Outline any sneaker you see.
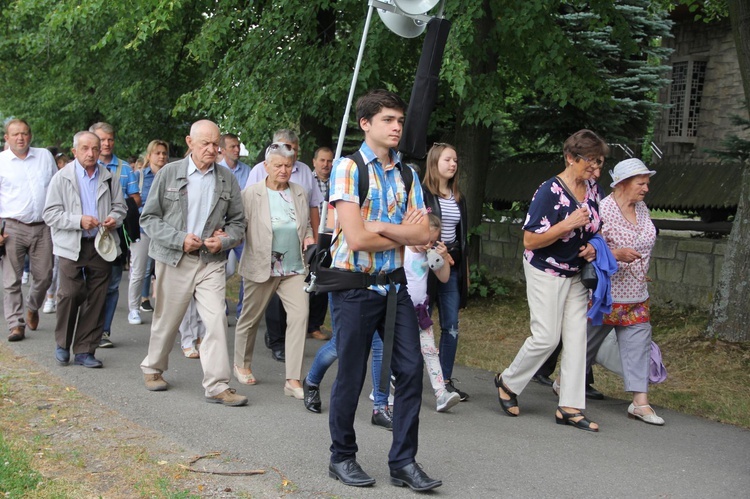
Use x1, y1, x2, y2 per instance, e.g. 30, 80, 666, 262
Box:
42, 298, 57, 314
370, 407, 393, 431
143, 374, 169, 392
437, 390, 461, 412
206, 388, 247, 407
128, 310, 143, 325
99, 331, 115, 348
445, 379, 469, 402
370, 389, 393, 407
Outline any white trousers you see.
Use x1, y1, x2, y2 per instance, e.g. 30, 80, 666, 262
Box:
128, 232, 151, 310
502, 260, 589, 409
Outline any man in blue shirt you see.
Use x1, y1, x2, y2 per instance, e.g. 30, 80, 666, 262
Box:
328, 90, 442, 491
89, 121, 142, 348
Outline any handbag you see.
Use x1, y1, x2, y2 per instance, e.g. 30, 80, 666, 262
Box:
555, 176, 599, 289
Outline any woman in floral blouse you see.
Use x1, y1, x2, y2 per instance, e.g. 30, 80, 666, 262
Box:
495, 130, 609, 431
587, 158, 664, 426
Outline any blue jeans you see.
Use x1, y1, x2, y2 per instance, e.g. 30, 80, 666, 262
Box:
307, 293, 390, 409
104, 263, 122, 333
437, 266, 461, 381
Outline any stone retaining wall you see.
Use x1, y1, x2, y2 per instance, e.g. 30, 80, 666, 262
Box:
480, 223, 726, 310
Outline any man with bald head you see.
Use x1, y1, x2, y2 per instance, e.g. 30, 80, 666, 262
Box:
141, 120, 247, 406
43, 132, 127, 368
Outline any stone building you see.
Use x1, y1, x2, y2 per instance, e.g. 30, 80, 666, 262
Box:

+---+

REQUIREMENTS
Express all of the material above as a JSON list of strings, with one string per line and no blank lines. Leave the picture out.

RESPONSE TO THIS TASK
[
  "Outline any sneaker you see.",
  "Use x1, y1, x2, y2 per instance, e.g. 30, 80, 666, 262",
  "Box:",
  "42, 298, 57, 314",
  "370, 407, 393, 431",
  "143, 374, 169, 392",
  "437, 390, 461, 412",
  "206, 388, 247, 407",
  "128, 310, 143, 325",
  "99, 331, 115, 348",
  "445, 379, 469, 402",
  "370, 389, 393, 407",
  "Outline any white trousers you see.",
  "Use x1, y1, x2, y2 per instance, e.g. 30, 80, 666, 262",
  "Box:",
  "128, 232, 151, 310",
  "502, 260, 589, 409",
  "Outline any man in blue shirt you see.",
  "Use x1, y1, x2, y2 per instance, e.g. 30, 80, 666, 262",
  "Box:",
  "328, 90, 442, 491",
  "89, 121, 142, 348",
  "Outline any handbag you see.",
  "Use x1, y1, x2, y2 per instance, e.g. 30, 80, 666, 262",
  "Box:",
  "555, 176, 599, 289",
  "Outline any woman in floral blouse you see.",
  "Use x1, y1, x2, y2 per instance, e.g. 30, 80, 666, 262",
  "Box:",
  "495, 130, 609, 431",
  "587, 158, 664, 426",
  "Outline any blue jeans you see.",
  "Use x1, y1, x2, y2 per instance, e.g. 30, 80, 666, 262",
  "Box:",
  "307, 293, 390, 409",
  "104, 263, 122, 333",
  "437, 266, 461, 381",
  "Outline any stone retaining wall you see.",
  "Use x1, y1, x2, y2 per instance, e.g. 30, 80, 666, 262",
  "Box:",
  "480, 223, 726, 310",
  "Outline any man with bald head you see.",
  "Use x1, y1, x2, y2 per instance, e.g. 30, 80, 666, 262",
  "Box:",
  "141, 120, 247, 406",
  "43, 132, 127, 368",
  "Outline any stone building you see.",
  "Use x1, y1, x2, y2 per instance, e.g. 30, 80, 666, 262",
  "Box:"
]